───── Stored data ─────

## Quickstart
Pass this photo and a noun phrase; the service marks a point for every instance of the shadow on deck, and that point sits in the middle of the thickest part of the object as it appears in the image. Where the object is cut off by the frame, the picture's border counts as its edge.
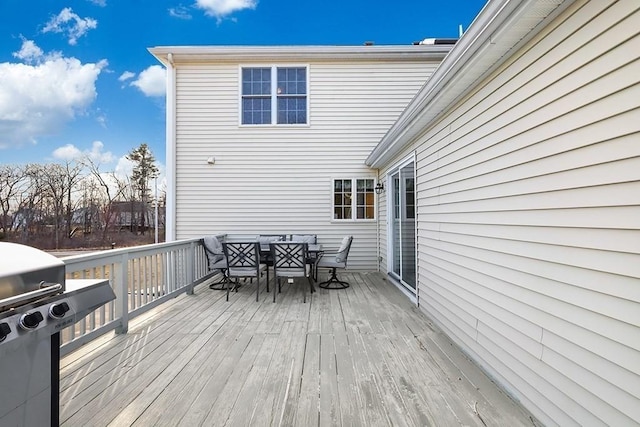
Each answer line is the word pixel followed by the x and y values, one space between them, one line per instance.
pixel 364 356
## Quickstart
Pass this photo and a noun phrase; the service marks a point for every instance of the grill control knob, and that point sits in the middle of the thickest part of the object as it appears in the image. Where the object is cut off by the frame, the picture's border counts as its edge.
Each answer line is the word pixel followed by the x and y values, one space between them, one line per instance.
pixel 57 311
pixel 5 330
pixel 31 320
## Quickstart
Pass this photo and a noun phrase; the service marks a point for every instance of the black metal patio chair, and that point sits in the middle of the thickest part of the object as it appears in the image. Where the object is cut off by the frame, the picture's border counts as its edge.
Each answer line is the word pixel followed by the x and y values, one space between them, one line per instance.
pixel 243 262
pixel 335 261
pixel 216 260
pixel 290 262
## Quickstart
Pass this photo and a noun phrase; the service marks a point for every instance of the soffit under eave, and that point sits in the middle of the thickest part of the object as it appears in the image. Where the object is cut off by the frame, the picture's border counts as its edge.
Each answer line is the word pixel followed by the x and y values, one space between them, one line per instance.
pixel 459 74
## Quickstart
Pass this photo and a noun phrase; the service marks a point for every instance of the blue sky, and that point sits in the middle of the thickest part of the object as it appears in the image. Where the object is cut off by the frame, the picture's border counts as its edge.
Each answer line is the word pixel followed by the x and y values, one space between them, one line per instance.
pixel 76 77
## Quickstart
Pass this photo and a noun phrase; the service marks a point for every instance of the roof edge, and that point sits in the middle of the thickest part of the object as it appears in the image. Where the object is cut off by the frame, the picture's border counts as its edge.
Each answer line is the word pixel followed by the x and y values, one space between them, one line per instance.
pixel 202 54
pixel 498 20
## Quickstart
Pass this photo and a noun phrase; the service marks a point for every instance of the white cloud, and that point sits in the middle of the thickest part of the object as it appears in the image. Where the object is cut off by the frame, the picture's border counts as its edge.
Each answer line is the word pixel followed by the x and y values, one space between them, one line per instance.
pixel 38 99
pixel 180 12
pixel 70 24
pixel 222 8
pixel 127 75
pixel 29 52
pixel 152 81
pixel 67 152
pixel 96 153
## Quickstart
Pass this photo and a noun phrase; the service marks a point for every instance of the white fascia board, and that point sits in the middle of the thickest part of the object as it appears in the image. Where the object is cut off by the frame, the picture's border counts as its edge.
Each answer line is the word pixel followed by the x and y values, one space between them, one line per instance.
pixel 483 48
pixel 204 54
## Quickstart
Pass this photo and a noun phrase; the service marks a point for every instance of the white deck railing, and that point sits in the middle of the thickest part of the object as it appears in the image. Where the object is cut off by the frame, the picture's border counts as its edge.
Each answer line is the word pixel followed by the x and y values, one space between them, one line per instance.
pixel 142 277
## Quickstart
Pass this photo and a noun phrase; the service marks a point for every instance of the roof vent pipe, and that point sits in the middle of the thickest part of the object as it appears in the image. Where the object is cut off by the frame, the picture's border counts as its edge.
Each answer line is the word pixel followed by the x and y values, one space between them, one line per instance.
pixel 433 41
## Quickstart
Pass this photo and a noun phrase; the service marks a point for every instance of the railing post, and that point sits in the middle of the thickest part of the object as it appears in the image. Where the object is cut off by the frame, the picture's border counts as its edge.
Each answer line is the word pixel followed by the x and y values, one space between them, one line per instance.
pixel 122 295
pixel 191 266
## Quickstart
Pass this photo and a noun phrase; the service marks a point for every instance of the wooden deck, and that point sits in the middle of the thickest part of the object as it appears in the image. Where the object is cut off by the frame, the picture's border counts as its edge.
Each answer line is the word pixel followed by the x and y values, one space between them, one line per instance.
pixel 364 356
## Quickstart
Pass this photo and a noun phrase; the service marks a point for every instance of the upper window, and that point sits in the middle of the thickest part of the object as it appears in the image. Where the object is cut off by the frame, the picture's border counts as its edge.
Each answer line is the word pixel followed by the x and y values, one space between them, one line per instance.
pixel 274 95
pixel 353 199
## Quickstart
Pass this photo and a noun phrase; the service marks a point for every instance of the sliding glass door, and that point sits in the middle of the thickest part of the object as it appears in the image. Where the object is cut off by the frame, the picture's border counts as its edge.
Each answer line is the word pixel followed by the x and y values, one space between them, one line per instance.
pixel 402 225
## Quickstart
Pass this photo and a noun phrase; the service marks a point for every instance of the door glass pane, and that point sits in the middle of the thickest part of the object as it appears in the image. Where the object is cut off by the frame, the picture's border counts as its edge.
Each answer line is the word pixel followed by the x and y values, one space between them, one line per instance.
pixel 408 226
pixel 403 227
pixel 395 228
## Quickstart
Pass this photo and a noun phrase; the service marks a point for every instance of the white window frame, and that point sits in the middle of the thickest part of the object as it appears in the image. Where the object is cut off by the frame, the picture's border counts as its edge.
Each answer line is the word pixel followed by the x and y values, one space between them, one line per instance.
pixel 273 95
pixel 354 205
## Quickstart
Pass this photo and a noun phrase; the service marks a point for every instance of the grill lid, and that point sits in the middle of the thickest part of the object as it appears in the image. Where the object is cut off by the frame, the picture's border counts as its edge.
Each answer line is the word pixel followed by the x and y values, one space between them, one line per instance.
pixel 24 269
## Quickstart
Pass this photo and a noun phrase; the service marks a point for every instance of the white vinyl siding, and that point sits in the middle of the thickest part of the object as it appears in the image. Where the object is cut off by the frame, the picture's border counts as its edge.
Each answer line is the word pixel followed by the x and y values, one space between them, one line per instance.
pixel 528 206
pixel 279 179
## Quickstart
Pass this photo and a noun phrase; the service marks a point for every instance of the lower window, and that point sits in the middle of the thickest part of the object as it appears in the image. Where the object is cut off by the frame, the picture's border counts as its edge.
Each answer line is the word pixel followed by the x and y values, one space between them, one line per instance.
pixel 354 199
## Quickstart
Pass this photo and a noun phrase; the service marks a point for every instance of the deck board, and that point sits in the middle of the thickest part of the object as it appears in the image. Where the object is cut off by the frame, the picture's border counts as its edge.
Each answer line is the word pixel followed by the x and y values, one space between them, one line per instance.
pixel 362 356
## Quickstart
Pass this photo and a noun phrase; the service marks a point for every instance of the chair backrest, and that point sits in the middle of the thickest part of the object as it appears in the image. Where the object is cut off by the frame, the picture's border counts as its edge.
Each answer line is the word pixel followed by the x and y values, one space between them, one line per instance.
pixel 266 239
pixel 242 258
pixel 343 251
pixel 213 250
pixel 311 239
pixel 289 259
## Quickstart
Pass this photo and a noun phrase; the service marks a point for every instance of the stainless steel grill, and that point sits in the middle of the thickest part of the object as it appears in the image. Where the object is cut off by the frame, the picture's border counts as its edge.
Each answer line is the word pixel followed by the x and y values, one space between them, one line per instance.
pixel 36 303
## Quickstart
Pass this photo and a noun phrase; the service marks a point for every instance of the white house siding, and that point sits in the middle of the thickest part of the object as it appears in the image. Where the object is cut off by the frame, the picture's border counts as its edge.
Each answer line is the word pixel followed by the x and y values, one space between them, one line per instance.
pixel 277 179
pixel 529 219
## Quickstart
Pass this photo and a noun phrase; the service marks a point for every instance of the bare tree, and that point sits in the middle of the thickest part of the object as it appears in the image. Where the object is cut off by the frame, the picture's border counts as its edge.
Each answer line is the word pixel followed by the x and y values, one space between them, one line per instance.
pixel 111 189
pixel 144 169
pixel 11 178
pixel 59 183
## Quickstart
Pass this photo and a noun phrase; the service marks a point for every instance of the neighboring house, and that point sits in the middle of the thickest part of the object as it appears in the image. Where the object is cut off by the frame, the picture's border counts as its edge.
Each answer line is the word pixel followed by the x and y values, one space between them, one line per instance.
pixel 511 210
pixel 127 215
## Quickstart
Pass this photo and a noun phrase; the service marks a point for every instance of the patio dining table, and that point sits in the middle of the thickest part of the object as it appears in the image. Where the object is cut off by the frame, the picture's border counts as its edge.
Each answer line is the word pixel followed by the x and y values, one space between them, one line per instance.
pixel 314 250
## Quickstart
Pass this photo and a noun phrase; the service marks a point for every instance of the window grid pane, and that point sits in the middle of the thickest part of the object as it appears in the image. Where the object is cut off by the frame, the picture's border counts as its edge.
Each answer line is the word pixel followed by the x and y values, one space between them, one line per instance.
pixel 365 199
pixel 292 110
pixel 291 94
pixel 292 81
pixel 342 199
pixel 349 206
pixel 256 111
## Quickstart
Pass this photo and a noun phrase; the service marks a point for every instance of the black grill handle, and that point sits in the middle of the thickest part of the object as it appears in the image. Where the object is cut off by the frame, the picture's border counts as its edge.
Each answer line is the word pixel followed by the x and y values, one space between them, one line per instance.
pixel 18 300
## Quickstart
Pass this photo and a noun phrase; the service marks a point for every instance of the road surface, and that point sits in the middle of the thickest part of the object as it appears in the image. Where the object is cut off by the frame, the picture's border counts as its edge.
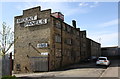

─────

Set exercise -> Copy out word for word the lines starting at the beginning of the records and ending with the line that contains "of the shadow". Include both of those lines and nothing beyond them.

Exercise answer ->
## Quickstart
Pass this photo and a noun phrase; the service marks a point for every instance of the shadow on deck, and that point sits in the middle of the thickest part of the object as it appears in the image. Where the object is cut off by the frame, the picture's border counts as its edge.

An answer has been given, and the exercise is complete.